> [Goal]:
In the listing below, substitute "mark a single point" for every occurrence of "place one dot". Reproduce every line with all other text unchanged.
'''
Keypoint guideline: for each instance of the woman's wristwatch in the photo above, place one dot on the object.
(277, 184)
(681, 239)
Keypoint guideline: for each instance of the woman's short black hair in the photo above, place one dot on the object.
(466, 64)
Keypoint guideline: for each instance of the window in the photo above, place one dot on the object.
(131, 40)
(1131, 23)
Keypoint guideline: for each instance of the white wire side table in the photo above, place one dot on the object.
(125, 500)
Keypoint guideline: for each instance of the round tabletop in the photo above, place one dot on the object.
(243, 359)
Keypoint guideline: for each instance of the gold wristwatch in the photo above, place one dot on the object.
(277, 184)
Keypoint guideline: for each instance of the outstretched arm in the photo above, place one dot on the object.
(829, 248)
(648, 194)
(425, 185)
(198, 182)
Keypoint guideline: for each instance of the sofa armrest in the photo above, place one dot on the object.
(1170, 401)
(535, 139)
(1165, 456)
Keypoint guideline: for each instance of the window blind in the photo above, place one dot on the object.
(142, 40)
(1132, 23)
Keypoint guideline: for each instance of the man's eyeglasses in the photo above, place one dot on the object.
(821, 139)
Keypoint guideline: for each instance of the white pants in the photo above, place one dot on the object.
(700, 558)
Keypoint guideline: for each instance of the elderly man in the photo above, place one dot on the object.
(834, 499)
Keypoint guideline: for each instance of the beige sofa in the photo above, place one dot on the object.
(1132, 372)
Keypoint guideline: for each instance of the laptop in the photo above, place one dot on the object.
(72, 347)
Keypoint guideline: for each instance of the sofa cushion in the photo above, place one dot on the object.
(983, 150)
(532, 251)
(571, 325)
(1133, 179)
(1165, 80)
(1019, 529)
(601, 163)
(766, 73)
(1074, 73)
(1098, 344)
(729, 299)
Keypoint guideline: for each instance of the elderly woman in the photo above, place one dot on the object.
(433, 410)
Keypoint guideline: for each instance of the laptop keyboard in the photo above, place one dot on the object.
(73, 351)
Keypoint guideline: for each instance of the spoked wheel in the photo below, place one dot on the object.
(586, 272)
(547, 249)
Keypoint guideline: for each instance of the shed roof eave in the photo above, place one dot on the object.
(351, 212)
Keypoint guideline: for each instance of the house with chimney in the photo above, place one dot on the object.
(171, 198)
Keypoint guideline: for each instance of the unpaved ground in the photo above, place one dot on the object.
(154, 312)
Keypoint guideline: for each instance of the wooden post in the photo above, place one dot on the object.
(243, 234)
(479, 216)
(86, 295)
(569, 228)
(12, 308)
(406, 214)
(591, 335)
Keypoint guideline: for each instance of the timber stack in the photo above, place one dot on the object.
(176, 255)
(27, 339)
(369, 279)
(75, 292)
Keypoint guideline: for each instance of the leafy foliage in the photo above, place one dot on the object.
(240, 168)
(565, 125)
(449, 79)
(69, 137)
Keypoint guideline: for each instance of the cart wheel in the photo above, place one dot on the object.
'''
> [Completed exercise]:
Keypoint guideline: for each instance of the woman's wristwatch in the photo above, mark a single point on the object.
(277, 184)
(681, 239)
Keypoint guideline: for each instance of the woman's short black hair in the photo above, mark a single point on the object.
(466, 64)
Keypoint guideline: for each instance of the window in the photo above, mark a single point on the object.
(131, 40)
(1131, 23)
Keypoint guideline: for each instance of the white wire side table in the photo above, mark a single point on the object.
(125, 500)
Keypoint guideline: for each instance of the round tabletop in the photo above, mark a single point on the object.
(243, 359)
Keypoint guideline: for each instance of the gold wristwatch in the photo above, mark a single point on the object.
(277, 184)
Keypoint guideline: for each instance of the outstretched arm in the photo above, mark a single point on the object.
(829, 248)
(648, 194)
(425, 185)
(198, 182)
Keypoint guideline: for each instance of the sofa armrest in the photo above, mark a single point on the object.
(1170, 401)
(535, 139)
(1165, 456)
Keypoint guideline: for each instance of the window blind in the photo above, mark a single point on the object.
(142, 40)
(1132, 23)
Keypoint guideline: for each instance of the man's eyeglasses in the photo above, mark a single point on the object.
(821, 139)
Keypoint guideline: for each instance of the white pants in the photo above, mark a single point on the object.
(700, 558)
Keypoint guideline: for each instance of the elderly man in the photo above, mark a single point on the object.
(834, 499)
Keypoint guideline: for each instance of the beige sofa in the photo above, mark a single point on the object.
(1132, 372)
Keypoint guideline: for each instance of the laptop in the photo above, mark a single point on the object.
(72, 347)
Keypoint guideline: for each instance of the sofa cushion in the photo above, mark a single point on the object.
(983, 150)
(532, 251)
(571, 325)
(1133, 179)
(1165, 80)
(1019, 529)
(601, 163)
(766, 73)
(1074, 73)
(1098, 344)
(729, 299)
Keypoint guideline: for each instance of the elderly woman in the photo above, mark a single point on the object.
(433, 410)
Keypoint guideline: for each instance of the laptop keyboard in the photo above, mark a single point on the object.
(73, 351)
Keypoint guideline: for each instance of the spoked wheel in the photo below, mark a single point on the object.
(586, 272)
(547, 249)
Keypoint guideline: for each instance of the shed roof eave in the photo above, mark a single point on the object.
(351, 212)
Keypoint guideline: for each instance of the house with chimney in the photo above, mark a single point on the object.
(171, 198)
Keypoint guideline: for each instance of the unpaved ground in the photo above, mark a single point on the object.
(154, 312)
Keypoint guideline: for each instance of the wooden post in the photo above, mark a single point on the object.
(243, 234)
(479, 216)
(86, 295)
(569, 228)
(12, 308)
(406, 214)
(591, 335)
Keypoint guideline: for each instance of the timber stack in the photo above, mark a single point on the object.
(176, 255)
(27, 339)
(369, 279)
(75, 292)
Keypoint guideline: for each instance of the leafy foliage in the photo above, mark a single point on the object.
(240, 168)
(565, 125)
(449, 79)
(69, 137)
Keypoint guideline: for each instance of the cart wheel in the photo above, mark a single point on the object.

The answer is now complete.